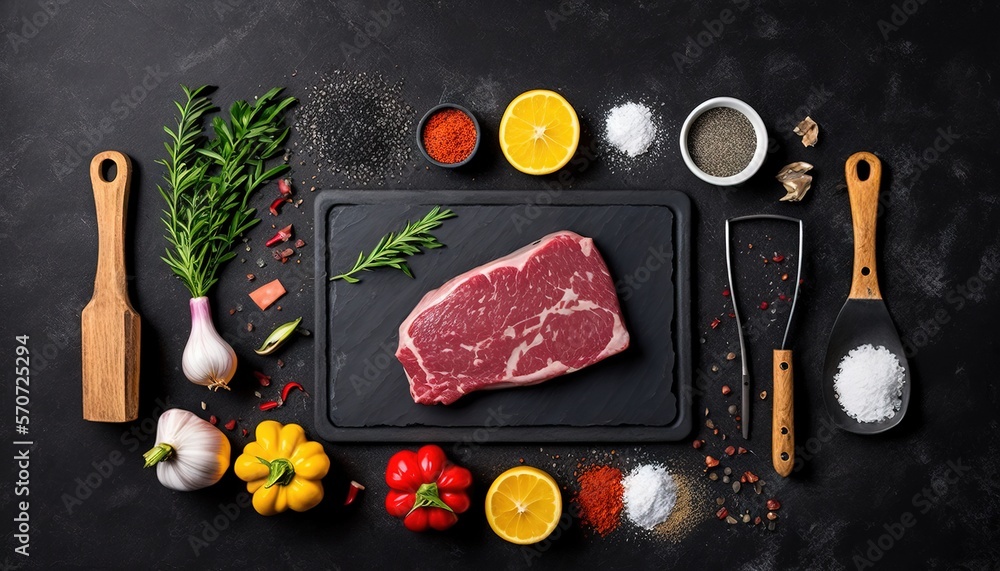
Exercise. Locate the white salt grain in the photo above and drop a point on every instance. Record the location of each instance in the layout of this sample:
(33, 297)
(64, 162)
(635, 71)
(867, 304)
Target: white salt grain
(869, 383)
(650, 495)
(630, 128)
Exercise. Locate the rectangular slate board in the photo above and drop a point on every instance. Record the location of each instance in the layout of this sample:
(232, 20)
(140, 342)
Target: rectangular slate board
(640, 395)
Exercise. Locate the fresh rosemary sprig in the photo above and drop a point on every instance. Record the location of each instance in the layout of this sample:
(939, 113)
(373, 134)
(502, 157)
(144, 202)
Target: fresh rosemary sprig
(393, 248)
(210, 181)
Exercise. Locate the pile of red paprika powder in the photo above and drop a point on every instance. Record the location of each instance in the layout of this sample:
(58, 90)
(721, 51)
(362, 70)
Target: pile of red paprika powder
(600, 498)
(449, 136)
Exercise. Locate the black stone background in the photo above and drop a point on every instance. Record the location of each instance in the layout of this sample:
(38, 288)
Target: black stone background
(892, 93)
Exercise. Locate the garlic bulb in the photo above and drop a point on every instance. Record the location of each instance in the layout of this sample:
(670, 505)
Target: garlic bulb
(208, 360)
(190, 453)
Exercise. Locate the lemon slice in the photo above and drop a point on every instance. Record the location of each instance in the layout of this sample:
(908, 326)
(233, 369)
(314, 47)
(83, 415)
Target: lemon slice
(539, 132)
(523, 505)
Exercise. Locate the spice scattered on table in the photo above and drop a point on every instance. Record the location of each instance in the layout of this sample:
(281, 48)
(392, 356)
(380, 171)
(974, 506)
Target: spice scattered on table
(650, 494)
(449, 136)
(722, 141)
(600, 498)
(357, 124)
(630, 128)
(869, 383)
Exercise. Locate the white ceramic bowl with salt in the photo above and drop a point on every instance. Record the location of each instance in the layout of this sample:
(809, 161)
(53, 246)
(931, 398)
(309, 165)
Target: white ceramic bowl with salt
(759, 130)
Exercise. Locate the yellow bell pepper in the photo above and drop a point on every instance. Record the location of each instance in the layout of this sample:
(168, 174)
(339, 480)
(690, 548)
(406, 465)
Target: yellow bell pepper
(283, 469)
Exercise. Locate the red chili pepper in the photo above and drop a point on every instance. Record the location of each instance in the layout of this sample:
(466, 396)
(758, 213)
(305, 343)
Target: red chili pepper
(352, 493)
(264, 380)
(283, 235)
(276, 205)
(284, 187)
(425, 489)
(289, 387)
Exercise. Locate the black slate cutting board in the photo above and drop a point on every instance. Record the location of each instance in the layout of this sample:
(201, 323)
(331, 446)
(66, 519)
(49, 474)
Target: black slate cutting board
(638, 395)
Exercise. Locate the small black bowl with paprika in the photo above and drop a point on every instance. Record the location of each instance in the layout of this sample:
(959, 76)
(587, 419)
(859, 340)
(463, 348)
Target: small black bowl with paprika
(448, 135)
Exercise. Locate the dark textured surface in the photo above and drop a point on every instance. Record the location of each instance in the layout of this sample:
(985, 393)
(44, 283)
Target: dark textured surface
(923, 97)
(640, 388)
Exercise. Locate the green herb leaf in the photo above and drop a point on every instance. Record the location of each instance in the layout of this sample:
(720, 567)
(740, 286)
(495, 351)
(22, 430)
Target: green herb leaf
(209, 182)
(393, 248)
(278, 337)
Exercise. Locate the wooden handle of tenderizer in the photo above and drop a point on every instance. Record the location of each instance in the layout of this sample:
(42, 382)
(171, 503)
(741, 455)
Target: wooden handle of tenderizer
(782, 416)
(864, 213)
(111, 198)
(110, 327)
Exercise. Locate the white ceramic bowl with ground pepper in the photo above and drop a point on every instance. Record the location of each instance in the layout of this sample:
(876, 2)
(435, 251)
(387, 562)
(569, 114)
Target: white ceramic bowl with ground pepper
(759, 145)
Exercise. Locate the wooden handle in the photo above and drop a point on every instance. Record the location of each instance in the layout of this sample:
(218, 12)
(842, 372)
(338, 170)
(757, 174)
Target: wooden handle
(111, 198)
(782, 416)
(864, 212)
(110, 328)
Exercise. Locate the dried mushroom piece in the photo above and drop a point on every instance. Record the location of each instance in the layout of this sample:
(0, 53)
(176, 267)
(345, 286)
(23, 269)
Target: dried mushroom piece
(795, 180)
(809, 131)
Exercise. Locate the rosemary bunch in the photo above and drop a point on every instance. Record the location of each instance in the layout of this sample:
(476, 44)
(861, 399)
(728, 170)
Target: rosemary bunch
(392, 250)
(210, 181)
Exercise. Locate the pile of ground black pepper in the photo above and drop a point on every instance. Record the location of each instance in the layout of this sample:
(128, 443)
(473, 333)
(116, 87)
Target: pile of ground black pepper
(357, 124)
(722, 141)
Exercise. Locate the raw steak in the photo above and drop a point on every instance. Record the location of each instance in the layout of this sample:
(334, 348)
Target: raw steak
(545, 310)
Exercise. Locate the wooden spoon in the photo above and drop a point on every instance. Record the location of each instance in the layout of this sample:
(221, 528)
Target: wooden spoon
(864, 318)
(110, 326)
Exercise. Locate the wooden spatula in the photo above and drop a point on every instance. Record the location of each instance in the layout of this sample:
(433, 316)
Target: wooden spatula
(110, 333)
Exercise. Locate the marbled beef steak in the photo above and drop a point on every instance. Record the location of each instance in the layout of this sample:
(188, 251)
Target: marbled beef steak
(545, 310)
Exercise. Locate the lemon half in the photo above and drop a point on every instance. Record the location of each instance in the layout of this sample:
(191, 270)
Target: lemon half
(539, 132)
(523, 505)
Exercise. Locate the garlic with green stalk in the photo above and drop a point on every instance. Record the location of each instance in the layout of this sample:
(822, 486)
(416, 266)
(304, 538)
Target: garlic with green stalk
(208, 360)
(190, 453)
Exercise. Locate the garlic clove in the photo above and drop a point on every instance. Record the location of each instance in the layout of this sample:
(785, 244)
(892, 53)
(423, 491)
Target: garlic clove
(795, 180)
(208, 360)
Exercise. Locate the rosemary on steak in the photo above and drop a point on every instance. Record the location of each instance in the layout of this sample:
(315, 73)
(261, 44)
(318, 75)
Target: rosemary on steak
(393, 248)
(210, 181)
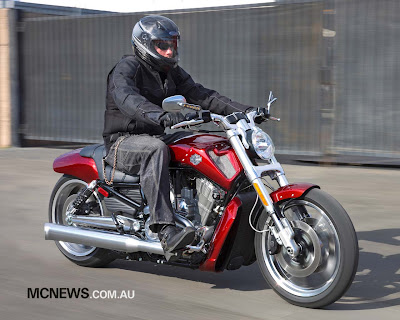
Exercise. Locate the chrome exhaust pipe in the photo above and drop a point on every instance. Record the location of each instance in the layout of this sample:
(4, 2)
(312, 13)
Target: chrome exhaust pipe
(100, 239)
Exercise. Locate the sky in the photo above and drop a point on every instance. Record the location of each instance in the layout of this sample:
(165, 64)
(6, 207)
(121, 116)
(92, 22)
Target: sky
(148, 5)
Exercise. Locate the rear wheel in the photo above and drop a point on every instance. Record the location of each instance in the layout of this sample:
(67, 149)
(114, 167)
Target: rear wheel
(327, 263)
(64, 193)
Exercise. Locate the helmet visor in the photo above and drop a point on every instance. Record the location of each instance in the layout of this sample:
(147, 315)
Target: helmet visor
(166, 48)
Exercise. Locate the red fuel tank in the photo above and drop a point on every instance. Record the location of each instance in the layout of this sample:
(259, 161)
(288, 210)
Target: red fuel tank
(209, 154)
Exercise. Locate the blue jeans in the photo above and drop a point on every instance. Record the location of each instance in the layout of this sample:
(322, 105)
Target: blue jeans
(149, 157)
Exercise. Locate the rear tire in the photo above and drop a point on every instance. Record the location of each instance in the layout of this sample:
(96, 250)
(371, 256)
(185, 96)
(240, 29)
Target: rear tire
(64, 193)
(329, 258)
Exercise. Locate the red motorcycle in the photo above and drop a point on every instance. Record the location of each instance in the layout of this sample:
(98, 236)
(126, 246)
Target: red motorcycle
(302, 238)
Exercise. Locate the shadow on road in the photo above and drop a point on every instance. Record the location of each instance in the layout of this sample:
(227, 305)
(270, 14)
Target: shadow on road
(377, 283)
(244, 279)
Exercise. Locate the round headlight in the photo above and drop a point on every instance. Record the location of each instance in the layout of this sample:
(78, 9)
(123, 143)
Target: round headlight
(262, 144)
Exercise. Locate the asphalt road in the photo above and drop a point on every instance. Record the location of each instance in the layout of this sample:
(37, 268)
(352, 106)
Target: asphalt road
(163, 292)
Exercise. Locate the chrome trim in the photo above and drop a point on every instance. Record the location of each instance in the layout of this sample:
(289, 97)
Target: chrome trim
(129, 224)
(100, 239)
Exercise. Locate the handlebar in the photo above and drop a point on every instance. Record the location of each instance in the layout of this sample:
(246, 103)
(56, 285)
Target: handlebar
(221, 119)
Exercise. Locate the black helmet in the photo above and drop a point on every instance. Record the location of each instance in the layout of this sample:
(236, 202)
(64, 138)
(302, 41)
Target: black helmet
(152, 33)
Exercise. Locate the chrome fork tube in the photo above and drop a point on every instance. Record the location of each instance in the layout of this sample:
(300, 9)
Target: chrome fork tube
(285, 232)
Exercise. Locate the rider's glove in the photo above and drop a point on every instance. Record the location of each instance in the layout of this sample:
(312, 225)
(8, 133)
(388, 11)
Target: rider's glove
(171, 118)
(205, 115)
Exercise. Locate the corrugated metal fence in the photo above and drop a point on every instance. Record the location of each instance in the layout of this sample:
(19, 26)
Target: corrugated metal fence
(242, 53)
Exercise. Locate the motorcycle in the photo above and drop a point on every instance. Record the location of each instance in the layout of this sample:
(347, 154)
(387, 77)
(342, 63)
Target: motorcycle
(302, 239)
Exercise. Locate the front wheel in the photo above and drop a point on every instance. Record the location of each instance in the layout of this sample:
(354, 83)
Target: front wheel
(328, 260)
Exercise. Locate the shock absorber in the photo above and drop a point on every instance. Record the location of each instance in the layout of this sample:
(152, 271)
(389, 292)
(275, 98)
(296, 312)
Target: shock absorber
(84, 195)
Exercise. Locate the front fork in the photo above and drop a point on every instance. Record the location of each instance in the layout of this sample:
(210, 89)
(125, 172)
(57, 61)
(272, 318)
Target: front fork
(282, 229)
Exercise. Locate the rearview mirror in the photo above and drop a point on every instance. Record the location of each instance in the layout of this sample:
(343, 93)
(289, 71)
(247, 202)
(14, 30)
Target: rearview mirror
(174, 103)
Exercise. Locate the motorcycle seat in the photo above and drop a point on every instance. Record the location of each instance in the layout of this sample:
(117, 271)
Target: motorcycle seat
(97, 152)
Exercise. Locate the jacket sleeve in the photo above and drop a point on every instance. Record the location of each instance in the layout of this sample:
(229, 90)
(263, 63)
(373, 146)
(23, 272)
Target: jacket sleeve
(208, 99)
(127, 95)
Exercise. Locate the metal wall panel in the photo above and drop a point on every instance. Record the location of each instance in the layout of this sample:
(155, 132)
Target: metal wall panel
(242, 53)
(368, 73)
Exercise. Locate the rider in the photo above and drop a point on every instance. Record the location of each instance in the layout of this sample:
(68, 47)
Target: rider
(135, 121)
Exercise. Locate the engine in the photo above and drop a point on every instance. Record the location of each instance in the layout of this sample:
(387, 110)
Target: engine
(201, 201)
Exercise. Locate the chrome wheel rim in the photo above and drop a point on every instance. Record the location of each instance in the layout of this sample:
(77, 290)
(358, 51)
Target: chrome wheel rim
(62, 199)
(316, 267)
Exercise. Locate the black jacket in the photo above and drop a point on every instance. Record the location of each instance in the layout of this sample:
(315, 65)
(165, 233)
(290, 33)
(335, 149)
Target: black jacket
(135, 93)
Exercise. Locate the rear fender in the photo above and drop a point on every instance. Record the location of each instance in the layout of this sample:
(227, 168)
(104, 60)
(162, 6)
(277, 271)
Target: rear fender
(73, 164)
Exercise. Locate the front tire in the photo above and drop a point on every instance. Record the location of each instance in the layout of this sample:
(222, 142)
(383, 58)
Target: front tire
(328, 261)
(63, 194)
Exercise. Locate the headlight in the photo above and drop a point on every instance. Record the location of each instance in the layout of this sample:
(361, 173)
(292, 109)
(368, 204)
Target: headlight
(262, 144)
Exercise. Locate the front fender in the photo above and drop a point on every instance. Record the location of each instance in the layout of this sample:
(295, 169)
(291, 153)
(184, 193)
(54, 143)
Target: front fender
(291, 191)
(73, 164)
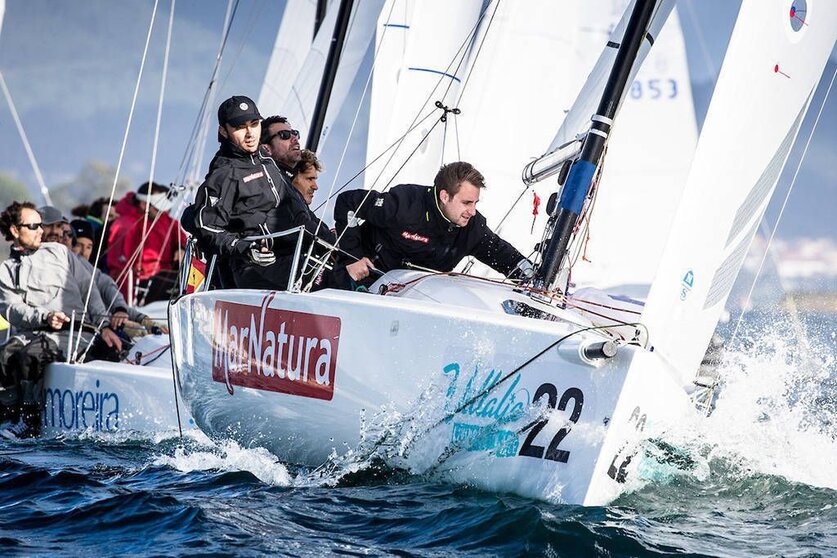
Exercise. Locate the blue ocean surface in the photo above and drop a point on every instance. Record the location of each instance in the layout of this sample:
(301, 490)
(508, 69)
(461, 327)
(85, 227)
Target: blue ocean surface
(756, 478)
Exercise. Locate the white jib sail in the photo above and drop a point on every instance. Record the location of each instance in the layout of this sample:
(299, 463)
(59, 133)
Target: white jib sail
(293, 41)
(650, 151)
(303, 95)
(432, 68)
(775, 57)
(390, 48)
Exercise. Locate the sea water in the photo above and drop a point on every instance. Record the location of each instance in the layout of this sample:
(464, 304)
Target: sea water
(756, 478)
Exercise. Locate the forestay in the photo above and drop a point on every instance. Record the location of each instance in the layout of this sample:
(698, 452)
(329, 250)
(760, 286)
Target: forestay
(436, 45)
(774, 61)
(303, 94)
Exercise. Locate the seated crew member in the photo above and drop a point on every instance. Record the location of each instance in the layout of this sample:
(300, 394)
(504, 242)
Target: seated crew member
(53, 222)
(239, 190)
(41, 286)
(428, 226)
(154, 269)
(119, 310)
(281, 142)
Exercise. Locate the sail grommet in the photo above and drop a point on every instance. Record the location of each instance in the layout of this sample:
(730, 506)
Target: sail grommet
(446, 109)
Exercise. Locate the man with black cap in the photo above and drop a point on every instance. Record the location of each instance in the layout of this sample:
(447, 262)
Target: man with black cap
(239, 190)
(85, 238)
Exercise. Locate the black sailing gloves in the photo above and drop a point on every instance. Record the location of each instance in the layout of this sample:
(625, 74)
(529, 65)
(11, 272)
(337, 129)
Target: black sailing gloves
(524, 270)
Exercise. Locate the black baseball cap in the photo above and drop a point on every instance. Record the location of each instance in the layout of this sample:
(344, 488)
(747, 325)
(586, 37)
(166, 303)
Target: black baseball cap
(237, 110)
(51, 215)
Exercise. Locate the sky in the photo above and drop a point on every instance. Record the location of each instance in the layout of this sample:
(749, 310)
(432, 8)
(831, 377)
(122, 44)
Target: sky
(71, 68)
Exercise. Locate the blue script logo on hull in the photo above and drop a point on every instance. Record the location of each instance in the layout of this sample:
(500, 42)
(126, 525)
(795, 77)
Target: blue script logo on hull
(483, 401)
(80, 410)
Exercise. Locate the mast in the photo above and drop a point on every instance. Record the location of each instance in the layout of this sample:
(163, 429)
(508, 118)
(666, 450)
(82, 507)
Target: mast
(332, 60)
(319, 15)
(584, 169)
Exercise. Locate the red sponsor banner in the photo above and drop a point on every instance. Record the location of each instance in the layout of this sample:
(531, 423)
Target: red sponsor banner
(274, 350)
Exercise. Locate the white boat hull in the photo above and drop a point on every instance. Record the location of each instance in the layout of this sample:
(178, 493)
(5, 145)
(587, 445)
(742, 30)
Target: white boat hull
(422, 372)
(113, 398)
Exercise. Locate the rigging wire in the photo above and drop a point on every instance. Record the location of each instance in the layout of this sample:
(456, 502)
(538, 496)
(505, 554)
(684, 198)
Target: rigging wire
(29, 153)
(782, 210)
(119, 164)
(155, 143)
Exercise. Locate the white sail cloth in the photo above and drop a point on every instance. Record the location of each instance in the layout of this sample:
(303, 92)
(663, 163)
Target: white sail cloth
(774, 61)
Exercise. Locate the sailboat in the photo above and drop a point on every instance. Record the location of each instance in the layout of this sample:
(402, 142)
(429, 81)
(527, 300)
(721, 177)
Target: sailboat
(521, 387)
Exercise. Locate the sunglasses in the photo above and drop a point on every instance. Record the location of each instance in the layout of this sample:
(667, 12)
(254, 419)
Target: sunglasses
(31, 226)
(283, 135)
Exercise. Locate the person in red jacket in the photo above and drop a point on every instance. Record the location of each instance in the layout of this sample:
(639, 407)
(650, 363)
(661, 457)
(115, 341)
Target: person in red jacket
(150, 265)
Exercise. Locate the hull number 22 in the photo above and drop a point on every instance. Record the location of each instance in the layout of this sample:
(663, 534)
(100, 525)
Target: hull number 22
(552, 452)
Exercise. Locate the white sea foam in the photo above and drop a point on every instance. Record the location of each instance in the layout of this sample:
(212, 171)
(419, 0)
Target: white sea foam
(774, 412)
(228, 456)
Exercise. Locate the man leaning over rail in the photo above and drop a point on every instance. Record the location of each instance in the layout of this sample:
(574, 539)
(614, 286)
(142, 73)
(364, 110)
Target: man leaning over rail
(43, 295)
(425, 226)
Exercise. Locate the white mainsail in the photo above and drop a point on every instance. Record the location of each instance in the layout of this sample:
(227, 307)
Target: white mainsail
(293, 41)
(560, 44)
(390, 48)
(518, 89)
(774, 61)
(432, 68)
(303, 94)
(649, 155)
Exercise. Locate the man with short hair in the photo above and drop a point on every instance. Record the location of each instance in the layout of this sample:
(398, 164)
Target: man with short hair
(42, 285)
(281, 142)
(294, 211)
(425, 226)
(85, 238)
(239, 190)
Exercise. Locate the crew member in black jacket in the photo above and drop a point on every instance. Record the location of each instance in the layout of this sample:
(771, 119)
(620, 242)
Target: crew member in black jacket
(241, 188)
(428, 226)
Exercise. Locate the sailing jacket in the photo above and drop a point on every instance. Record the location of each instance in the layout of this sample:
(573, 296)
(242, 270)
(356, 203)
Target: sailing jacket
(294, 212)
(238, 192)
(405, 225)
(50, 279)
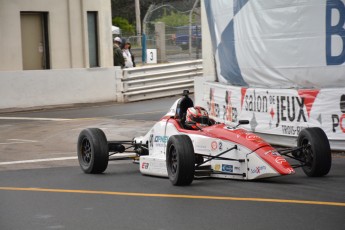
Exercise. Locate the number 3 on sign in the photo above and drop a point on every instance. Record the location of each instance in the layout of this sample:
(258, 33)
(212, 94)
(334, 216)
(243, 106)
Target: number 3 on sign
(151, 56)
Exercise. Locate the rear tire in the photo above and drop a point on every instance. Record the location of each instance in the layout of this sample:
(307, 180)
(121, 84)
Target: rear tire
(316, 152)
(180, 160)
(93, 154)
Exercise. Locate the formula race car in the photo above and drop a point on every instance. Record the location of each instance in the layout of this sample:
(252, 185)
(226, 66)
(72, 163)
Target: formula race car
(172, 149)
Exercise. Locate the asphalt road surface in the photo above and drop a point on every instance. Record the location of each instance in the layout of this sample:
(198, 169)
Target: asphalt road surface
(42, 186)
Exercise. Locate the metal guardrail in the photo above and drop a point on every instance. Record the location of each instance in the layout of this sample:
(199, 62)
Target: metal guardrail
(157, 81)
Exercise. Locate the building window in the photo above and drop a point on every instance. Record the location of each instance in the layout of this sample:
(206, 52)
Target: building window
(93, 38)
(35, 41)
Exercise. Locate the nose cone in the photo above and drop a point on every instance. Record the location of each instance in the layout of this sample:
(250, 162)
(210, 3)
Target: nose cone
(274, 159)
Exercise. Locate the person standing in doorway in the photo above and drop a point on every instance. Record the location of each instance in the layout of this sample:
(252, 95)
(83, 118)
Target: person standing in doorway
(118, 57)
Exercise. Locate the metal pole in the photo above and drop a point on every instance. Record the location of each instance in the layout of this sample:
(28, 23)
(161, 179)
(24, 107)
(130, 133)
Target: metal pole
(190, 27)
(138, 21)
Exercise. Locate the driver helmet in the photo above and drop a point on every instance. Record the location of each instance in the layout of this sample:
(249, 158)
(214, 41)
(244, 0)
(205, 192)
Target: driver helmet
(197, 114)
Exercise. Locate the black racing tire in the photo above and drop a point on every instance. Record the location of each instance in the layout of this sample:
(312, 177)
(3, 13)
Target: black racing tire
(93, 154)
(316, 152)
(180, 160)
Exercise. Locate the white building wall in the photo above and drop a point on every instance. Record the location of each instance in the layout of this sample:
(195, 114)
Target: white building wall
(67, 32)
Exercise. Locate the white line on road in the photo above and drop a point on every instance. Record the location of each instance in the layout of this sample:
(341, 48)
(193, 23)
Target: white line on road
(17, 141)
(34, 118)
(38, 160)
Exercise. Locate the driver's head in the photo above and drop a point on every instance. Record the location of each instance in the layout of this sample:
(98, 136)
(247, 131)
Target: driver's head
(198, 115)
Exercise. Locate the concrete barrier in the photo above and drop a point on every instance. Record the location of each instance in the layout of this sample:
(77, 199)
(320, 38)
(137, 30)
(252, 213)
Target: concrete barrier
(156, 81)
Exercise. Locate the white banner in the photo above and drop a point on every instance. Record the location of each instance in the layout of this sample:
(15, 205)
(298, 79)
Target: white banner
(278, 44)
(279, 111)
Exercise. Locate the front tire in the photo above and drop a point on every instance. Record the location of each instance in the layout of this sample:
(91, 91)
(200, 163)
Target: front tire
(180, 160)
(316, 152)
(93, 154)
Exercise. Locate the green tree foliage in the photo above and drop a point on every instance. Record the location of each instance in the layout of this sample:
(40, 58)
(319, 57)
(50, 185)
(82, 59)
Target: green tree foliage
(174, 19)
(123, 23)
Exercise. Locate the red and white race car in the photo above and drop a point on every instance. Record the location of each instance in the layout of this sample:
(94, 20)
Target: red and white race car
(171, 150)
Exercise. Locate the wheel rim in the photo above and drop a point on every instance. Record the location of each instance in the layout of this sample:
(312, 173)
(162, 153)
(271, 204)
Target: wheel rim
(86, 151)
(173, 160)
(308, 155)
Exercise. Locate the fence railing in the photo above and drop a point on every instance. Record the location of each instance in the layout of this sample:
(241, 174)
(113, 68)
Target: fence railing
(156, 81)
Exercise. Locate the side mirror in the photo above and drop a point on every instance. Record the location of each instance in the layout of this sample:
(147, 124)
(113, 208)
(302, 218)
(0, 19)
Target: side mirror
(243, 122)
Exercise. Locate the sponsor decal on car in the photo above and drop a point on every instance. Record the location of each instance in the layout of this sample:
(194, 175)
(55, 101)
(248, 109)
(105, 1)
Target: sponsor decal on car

=-=-=-=-=

WHAT IS BEING ASKED – The reply should consist of a single number: how many lines in the listing contain the word "decal".

REPLY – 2